Items from a data source:
━━━━━━━━━━━━━━━━━━━━

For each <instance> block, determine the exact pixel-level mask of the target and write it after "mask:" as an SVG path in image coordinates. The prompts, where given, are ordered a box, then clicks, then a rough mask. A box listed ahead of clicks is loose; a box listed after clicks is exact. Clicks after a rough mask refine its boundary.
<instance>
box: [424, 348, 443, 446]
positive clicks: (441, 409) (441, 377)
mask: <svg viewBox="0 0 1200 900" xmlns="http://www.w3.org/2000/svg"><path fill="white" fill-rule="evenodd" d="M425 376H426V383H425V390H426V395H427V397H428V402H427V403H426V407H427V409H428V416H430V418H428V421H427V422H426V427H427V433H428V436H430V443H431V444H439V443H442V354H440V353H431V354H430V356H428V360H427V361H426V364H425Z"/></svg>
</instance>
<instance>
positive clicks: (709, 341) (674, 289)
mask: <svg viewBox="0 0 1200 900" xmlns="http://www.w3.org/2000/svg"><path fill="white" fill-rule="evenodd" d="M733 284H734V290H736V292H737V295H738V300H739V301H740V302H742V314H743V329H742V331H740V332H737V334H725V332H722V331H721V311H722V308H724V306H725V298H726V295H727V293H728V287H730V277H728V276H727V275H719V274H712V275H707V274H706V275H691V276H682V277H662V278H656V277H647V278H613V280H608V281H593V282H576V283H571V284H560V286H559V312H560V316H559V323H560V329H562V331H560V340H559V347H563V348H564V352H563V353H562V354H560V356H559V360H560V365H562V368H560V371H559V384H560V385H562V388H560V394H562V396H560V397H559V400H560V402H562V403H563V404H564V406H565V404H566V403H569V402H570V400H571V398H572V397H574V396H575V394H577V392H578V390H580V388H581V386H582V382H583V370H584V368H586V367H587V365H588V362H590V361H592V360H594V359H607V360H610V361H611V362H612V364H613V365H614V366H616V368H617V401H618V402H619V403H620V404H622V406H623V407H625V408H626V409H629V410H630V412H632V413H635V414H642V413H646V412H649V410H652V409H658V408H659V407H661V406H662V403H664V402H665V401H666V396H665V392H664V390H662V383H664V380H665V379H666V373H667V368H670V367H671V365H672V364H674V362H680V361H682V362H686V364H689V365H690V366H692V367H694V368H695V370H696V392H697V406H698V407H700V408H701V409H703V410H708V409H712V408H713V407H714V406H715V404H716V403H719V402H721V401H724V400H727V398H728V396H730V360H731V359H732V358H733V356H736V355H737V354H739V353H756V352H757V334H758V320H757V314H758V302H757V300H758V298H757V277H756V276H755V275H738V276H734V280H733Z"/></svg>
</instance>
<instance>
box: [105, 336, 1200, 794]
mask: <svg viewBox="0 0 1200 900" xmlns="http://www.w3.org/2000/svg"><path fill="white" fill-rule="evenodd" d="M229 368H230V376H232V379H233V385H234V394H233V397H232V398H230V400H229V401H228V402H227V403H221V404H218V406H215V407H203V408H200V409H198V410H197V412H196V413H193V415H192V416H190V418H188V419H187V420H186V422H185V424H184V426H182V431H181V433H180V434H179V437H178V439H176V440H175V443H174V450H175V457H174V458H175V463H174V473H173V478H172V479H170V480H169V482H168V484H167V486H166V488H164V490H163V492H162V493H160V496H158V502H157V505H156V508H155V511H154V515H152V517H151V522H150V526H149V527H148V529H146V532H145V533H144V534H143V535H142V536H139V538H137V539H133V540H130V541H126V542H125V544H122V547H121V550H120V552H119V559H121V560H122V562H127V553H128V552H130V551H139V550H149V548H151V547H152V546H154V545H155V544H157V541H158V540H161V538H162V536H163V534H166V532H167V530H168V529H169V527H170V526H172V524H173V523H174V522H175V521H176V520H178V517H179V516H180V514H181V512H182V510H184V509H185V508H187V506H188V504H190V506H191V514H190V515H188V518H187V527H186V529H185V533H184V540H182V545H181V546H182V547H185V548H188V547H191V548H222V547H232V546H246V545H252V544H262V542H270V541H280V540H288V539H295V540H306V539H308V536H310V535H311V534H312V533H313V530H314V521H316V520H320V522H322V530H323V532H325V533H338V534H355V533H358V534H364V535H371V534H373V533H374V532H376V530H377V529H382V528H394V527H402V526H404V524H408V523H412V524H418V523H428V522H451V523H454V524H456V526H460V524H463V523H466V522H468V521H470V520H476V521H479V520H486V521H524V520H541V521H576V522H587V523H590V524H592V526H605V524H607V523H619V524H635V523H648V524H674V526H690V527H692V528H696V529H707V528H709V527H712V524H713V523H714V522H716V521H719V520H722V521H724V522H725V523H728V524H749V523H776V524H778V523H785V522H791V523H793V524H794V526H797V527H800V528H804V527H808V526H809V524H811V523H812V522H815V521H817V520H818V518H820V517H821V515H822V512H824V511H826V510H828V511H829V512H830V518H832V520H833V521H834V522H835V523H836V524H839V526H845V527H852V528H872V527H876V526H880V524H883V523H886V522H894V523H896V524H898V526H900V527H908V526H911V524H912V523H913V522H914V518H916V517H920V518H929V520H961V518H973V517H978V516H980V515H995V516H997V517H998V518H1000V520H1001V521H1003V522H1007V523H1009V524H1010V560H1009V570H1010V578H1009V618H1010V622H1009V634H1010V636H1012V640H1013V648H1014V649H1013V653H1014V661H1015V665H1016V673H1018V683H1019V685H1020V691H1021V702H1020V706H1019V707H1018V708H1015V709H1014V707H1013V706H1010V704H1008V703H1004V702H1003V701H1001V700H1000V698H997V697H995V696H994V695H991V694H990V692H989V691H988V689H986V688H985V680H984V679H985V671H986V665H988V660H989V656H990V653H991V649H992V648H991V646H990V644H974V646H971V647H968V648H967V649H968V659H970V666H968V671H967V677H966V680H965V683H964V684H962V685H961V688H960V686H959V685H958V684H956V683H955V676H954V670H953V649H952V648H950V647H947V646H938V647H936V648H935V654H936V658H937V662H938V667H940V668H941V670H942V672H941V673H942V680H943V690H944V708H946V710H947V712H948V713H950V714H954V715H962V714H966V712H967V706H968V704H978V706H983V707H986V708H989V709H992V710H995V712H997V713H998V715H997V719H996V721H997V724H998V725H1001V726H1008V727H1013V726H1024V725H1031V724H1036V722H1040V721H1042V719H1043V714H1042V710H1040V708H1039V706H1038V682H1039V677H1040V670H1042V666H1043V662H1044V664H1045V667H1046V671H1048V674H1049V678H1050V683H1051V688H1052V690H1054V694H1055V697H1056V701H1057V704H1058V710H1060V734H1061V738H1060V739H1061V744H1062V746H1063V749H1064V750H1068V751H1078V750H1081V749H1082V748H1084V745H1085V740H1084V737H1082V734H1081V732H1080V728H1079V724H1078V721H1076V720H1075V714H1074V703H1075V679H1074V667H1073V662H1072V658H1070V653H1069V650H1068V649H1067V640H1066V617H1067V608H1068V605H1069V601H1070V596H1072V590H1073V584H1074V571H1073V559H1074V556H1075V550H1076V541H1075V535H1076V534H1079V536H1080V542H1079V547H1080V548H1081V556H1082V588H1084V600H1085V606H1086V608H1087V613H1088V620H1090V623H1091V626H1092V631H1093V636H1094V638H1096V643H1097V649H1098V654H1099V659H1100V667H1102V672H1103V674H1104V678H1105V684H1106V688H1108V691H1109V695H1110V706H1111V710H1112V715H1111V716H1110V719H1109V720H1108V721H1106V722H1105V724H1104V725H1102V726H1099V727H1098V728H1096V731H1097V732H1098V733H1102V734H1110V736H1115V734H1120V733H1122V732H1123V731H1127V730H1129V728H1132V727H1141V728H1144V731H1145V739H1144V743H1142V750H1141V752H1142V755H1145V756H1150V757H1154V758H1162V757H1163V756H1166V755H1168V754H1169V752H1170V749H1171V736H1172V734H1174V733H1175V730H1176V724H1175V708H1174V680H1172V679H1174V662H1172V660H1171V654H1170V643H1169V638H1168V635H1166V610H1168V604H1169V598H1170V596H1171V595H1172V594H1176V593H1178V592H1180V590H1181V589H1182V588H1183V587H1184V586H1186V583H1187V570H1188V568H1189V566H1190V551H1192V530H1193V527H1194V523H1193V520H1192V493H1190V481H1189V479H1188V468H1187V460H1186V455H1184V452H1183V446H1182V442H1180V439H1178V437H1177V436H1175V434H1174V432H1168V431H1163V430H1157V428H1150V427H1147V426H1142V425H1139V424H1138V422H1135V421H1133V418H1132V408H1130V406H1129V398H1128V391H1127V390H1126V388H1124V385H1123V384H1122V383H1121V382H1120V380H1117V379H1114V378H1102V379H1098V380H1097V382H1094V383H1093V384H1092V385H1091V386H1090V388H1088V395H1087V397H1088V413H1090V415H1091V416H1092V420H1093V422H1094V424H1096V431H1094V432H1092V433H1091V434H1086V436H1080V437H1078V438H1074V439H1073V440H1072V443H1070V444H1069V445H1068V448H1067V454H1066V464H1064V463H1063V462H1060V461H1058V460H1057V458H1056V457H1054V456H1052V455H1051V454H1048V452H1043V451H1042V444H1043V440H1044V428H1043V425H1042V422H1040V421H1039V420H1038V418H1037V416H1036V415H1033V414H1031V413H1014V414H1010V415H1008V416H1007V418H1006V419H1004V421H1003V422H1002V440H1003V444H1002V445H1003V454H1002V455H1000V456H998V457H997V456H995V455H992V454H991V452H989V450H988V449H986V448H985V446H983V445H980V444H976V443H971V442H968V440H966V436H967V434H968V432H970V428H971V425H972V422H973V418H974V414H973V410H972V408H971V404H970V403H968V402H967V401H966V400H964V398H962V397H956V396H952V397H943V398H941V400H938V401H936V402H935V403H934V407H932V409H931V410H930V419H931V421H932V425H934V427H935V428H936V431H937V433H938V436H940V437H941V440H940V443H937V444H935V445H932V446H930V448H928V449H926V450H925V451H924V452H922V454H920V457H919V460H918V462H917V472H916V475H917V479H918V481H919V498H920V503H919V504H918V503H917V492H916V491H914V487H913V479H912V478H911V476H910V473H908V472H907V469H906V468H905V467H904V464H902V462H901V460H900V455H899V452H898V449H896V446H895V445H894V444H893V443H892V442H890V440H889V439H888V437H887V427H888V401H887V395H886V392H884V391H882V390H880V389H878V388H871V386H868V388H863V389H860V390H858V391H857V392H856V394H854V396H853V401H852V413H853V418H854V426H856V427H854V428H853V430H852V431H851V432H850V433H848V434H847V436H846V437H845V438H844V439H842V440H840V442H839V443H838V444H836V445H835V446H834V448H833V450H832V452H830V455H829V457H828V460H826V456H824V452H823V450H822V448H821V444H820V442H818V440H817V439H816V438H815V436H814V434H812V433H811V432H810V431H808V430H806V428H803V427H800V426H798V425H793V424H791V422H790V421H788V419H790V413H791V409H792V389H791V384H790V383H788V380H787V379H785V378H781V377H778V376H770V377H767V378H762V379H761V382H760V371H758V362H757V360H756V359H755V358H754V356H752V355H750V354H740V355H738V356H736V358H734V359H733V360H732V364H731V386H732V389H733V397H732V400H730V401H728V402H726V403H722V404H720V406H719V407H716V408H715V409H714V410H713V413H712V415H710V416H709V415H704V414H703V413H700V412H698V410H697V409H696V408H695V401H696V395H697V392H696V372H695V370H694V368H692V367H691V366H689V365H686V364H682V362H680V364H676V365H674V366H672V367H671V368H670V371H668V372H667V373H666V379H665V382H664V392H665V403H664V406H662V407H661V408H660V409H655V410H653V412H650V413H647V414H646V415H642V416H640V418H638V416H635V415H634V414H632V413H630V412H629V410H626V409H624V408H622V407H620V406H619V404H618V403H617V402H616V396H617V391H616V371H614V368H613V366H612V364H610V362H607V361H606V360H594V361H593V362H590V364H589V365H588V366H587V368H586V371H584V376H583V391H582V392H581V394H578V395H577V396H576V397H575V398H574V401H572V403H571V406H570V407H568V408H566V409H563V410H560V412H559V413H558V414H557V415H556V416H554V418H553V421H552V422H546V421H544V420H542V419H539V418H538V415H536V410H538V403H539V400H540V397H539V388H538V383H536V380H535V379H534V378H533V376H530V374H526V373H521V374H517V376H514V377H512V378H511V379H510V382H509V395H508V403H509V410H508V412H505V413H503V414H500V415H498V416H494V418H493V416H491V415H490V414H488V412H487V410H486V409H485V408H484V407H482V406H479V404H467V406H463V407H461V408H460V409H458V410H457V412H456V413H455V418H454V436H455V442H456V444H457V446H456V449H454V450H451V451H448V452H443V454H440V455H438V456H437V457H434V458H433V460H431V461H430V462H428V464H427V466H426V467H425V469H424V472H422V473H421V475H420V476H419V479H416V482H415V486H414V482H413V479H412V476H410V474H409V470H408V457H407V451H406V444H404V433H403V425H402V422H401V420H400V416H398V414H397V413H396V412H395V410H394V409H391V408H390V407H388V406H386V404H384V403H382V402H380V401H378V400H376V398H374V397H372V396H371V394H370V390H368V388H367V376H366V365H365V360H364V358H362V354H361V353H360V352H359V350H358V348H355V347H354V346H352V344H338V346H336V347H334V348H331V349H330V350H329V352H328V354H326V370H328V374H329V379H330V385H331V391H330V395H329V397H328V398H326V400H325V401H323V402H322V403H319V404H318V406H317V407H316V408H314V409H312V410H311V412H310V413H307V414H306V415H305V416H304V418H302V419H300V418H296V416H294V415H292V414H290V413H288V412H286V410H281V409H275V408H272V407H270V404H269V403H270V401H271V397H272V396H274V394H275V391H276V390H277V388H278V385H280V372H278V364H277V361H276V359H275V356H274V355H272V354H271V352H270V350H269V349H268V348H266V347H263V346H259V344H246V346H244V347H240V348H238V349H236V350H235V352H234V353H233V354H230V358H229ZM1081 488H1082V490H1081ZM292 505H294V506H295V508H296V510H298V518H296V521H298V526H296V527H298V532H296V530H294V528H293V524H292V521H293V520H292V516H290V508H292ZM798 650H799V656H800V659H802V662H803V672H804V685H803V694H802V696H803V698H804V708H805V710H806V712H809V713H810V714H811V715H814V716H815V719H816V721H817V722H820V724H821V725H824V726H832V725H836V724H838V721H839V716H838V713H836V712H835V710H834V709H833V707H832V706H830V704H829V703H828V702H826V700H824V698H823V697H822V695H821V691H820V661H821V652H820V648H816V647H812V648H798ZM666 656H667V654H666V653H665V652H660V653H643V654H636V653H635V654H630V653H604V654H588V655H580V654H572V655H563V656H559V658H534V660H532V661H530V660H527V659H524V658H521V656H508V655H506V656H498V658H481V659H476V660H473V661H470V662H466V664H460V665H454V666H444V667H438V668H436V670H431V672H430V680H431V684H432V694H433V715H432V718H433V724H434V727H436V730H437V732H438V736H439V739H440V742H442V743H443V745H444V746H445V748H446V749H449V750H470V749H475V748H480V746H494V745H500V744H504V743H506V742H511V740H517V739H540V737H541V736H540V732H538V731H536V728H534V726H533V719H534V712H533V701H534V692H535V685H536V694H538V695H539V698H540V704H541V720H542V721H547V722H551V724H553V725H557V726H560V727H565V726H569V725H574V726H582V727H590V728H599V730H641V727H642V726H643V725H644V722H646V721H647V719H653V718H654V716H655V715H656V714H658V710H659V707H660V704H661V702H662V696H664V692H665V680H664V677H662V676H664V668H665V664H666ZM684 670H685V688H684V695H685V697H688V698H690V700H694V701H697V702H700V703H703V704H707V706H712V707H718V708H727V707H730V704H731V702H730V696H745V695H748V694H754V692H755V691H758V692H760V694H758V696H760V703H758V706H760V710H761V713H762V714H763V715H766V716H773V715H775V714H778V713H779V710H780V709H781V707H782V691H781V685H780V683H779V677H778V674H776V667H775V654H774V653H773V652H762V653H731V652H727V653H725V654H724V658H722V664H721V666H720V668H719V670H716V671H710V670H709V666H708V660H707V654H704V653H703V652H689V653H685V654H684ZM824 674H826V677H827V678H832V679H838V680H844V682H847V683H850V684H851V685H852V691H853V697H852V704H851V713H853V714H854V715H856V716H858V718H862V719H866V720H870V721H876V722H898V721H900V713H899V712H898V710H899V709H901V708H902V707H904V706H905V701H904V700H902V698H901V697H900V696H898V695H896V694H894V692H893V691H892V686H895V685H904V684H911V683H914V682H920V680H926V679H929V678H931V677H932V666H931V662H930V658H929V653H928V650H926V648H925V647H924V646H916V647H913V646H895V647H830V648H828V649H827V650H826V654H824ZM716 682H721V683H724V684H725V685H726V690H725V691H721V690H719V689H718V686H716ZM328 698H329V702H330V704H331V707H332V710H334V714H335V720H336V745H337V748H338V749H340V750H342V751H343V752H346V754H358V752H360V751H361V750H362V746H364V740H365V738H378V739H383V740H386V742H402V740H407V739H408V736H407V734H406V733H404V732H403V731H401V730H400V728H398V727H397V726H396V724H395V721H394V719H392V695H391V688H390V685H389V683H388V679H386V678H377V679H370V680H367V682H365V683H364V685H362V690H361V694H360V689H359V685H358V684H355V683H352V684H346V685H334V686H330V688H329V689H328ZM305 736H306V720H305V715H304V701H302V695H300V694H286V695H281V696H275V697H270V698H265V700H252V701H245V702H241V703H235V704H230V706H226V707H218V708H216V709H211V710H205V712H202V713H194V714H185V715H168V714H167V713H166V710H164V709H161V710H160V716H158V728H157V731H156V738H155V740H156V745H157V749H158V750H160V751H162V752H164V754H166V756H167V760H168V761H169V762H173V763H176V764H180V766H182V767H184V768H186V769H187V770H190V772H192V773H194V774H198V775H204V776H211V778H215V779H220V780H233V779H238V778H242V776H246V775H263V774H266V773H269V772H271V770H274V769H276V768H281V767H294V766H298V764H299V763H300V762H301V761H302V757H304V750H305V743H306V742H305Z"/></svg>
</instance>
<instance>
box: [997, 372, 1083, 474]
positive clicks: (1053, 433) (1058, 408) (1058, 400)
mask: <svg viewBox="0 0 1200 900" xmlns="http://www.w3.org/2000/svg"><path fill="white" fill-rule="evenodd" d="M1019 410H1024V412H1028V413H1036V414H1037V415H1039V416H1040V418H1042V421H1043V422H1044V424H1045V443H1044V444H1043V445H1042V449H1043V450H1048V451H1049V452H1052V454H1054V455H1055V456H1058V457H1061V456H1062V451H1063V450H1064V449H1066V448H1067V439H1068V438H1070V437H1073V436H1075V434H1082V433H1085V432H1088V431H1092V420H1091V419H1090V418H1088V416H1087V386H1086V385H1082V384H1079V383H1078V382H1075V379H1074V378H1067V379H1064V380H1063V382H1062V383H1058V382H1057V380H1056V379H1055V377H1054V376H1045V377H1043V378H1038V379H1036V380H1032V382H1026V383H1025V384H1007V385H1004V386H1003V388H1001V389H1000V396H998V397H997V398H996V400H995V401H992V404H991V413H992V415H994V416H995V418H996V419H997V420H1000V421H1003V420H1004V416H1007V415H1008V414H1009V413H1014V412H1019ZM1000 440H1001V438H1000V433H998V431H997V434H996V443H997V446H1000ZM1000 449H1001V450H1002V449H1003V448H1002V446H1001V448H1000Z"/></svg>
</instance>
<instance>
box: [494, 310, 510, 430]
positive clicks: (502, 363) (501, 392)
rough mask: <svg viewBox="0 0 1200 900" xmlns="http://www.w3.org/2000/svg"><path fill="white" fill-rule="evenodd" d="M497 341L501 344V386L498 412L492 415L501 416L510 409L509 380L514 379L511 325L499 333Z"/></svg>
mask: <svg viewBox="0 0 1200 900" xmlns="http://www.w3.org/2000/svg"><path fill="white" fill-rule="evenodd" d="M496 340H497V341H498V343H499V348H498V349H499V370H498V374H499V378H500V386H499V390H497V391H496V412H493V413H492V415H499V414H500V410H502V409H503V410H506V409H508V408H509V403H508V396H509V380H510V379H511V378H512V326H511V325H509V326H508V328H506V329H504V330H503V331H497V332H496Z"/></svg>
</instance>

━━━━━━━━━━━━━━━━━━━━

Exercise description: Every line above that holds the word "positive" should be copied out.

Solution below:
positive clicks: (441, 409) (441, 377)
positive clicks: (709, 341) (674, 289)
positive clicks: (1053, 433) (1058, 408) (1058, 400)
positive clicks: (502, 363) (501, 392)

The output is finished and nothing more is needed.